対象文章>
____

MYメディカルクリニック横浜みなとみらい 院長
東京大学医学部卒 医学博士
日本呼吸器学会認定呼吸器専門医
日本内科学会認定総合内科専門医
人間ドック学会認定医
難病指定医
Member of American College of Physicians

山本 康博 先生

クエン酸は、レモンをはじめとするさまざまな果物などに含まれる疲労回復物質としてよく知られています。しかし、近年の研究によって、クエン酸の効果はそれだけではなく、美容や健康面でも多くの効果が期待できることがわかってきました。

クエン酸を摂取することで得られる効果にはどんなものがあるのか、そして、クエン酸回路という体の仕組みについてご紹介します。

冷凍宅配食の「ナッシュ」
冷凍宅配食の「ナッシュ」

クエン酸ってどんな栄養素?

クエン酸とは、みかんやレモンなどの柑橘系の果物、梅干しなどに含まれる「酸味成分」です。白色または無色で水に溶けやすく、熱にも強いという性質を持っているため、清涼飲料水やお菓子、ジャムなどの酸味料としても幅広く使われます。

____

作業指示> クエン酸についての文章のうち、「クエン酸は、レモンをはじめと」から「仕組みについてご紹介します。」までの部分を、「疲労回復物質」を「疲労回復成分」に置き換えて修正してください。

提示データ>
____

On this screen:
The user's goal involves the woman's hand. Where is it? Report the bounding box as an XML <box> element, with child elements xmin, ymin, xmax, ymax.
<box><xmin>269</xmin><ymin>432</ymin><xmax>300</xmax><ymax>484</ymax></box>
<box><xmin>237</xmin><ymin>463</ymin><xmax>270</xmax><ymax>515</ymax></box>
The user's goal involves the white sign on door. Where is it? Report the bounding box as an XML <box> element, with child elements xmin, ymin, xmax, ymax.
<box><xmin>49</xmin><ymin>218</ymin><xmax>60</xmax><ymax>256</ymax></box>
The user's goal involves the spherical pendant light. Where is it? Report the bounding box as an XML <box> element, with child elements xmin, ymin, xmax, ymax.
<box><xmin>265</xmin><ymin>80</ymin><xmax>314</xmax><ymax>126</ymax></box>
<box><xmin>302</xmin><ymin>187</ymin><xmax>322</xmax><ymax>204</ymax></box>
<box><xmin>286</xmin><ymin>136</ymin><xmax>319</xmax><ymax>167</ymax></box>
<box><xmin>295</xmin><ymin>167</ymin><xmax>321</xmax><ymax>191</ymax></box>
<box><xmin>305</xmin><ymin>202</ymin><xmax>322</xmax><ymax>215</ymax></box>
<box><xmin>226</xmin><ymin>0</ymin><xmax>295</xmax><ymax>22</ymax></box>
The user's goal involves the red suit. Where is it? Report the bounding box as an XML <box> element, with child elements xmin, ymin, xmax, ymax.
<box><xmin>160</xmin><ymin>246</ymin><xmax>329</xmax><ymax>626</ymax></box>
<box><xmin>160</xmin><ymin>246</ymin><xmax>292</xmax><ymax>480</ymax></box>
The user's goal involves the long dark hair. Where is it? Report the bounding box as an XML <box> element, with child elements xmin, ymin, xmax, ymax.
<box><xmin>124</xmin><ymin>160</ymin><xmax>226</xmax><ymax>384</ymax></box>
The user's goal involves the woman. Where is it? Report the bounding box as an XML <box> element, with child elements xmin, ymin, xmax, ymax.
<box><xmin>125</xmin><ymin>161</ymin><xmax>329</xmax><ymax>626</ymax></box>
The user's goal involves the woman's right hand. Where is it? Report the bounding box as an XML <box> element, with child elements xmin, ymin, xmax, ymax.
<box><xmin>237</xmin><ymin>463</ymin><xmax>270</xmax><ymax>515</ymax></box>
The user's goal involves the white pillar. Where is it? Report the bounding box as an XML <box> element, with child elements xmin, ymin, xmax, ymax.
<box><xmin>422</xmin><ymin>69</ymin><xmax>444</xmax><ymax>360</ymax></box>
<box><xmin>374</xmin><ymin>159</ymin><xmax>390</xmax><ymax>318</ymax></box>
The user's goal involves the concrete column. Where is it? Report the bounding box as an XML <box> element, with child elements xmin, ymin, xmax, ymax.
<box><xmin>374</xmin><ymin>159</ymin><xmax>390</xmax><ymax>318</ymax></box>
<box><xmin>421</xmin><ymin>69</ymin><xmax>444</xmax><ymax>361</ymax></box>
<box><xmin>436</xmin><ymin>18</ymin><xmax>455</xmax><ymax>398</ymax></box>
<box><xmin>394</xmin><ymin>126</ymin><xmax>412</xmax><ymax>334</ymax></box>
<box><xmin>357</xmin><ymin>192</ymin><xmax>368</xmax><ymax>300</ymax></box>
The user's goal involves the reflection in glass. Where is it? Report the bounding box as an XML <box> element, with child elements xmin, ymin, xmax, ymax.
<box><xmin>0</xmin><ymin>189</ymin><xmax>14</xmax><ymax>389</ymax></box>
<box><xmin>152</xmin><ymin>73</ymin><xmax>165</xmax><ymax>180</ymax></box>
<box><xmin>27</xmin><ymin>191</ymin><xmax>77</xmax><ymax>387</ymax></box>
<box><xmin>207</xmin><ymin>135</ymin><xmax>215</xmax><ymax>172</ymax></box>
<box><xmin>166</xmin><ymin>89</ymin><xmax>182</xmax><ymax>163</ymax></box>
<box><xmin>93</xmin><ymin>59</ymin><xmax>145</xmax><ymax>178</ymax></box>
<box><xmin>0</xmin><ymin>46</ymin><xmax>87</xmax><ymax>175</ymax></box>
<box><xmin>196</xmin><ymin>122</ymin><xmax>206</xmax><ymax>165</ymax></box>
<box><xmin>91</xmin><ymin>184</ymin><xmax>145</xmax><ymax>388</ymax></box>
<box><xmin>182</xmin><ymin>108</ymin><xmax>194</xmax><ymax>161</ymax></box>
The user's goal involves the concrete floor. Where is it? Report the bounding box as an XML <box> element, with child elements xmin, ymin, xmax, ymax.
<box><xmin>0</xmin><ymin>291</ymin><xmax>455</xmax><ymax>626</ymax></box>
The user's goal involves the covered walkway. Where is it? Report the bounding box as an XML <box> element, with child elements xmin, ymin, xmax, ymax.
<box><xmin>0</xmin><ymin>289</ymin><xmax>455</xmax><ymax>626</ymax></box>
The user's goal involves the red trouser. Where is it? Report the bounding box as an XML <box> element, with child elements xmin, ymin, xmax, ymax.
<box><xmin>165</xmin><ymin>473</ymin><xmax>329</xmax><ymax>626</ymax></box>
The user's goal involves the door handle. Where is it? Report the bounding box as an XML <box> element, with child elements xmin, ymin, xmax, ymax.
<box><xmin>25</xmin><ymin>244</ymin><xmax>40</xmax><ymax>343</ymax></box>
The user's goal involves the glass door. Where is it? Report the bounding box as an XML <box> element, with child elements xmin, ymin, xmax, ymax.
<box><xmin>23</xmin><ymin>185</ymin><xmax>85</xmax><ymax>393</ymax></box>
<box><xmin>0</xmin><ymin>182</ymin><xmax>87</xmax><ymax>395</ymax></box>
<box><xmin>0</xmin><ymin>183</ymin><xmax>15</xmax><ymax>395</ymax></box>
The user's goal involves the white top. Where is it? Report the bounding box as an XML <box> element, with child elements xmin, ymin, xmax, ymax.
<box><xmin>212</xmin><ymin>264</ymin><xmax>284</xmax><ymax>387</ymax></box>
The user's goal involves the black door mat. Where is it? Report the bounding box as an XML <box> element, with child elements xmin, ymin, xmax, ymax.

____

解答例>
クエン酸は、レモンをはじめとするさまざまな果物などに含まれる疲労回復成分としてよく知られています。しかし、近年の研究によって、クエン酸の効果はそれだけではなく、美容や健康面でも多くの効果が期待できることがわかってきました。

クエン酸を摂取することで得られる効果にはどんなものがあるのか、そして、クエン酸回路という体の仕組みについてご紹介します。